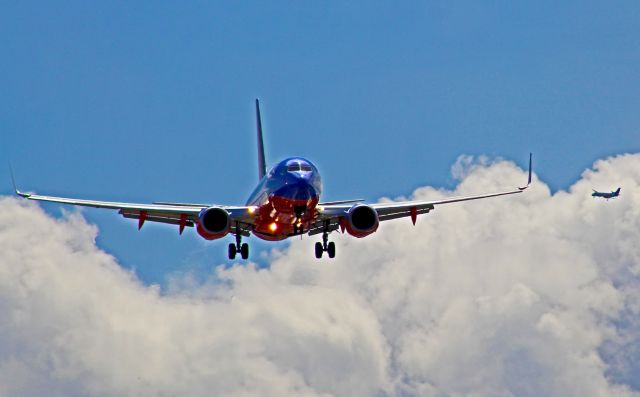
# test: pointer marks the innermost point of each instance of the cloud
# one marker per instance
(529, 295)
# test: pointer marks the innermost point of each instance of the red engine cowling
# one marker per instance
(213, 223)
(361, 221)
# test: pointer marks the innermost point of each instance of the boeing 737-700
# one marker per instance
(285, 203)
(606, 195)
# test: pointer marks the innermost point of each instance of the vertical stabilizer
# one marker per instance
(262, 166)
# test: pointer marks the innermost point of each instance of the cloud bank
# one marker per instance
(532, 295)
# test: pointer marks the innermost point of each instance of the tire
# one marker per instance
(244, 251)
(319, 250)
(232, 251)
(331, 250)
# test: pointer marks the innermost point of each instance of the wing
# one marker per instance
(183, 215)
(329, 215)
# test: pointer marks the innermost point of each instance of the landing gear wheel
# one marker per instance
(319, 250)
(331, 249)
(244, 251)
(232, 251)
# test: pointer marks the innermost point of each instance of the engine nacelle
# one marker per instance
(361, 220)
(213, 223)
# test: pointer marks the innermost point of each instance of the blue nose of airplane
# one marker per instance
(298, 187)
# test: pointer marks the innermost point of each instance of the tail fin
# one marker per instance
(262, 166)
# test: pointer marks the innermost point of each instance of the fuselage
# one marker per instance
(285, 199)
(606, 195)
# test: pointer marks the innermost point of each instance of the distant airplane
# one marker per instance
(285, 203)
(606, 195)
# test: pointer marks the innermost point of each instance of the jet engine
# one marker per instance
(361, 220)
(213, 223)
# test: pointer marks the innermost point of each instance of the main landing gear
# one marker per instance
(242, 248)
(325, 246)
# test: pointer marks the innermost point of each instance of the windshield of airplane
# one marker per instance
(299, 167)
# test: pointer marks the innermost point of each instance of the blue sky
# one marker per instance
(154, 100)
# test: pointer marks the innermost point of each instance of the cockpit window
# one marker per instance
(299, 167)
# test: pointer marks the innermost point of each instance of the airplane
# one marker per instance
(285, 203)
(606, 195)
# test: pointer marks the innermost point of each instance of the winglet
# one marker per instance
(15, 188)
(530, 169)
(262, 167)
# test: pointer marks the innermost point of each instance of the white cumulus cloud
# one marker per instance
(527, 295)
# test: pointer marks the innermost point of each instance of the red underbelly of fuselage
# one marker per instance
(277, 219)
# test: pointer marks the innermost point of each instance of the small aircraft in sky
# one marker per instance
(606, 195)
(285, 203)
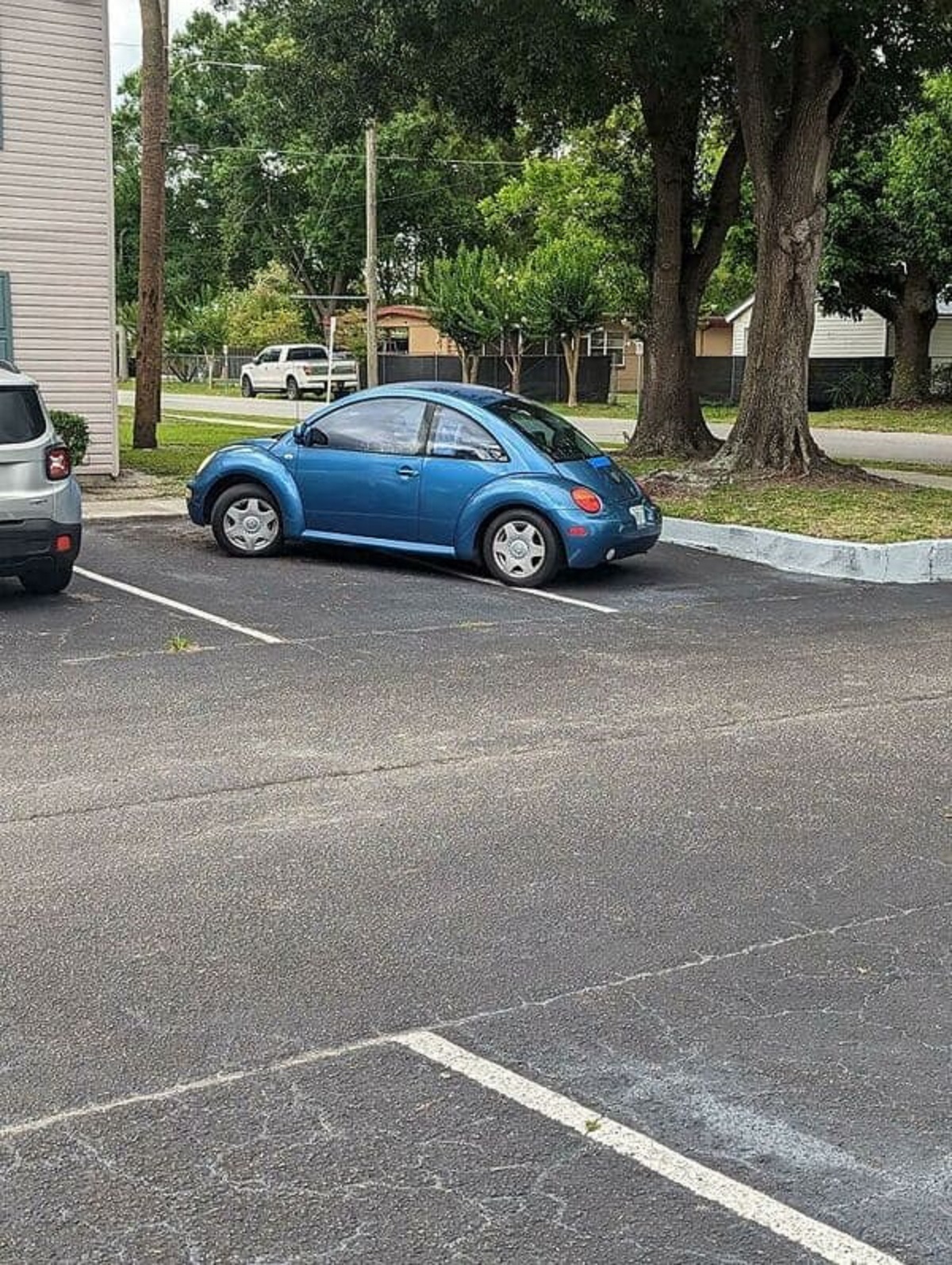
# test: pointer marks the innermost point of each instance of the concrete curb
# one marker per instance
(99, 509)
(914, 562)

------------------------

Required task:
Rewrite the rows from the line holding "of the winglet" through the end of the rows, swapping "innermost" for "deepest" and changing nothing else. Leave out the pictures.

Output of the exercise:
# test: pointer marks the deepest point of each instance of the winglet
# one marker per instance
(15, 188)
(530, 169)
(262, 167)
# test: pointer marks the deepest point of each instance of the white cumulus cloud
# one marker per instance
(527, 295)
# test: pointer marks the deepest point of each instance of the red underbelly of fuselage
# one marker per instance
(277, 219)
# test: pointer marks the deepest point of each instance of the small aircraft in sky
# one marker per instance
(606, 195)
(285, 203)
# test: pointer marks the deepest point of each instance of the concrete curb
# one marker per instance
(99, 509)
(914, 562)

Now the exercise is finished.